[Begin EXTRACTED INFORMATION]

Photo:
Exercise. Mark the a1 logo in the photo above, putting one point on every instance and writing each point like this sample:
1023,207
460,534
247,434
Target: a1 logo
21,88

[End EXTRACTED INFORMATION]

_GIVEN EXERCISE_.
Reproduce all the rows above with every occurrence of "a1 logo" renamed to "a1 emblem" and nothing else altered.

_SOLUTION BELOW_.
Photo:
Exercise. Mark the a1 emblem in the photo above, putting one point on every instance and writing each point like this sample:
1023,207
460,534
247,434
Target: a1 emblem
21,88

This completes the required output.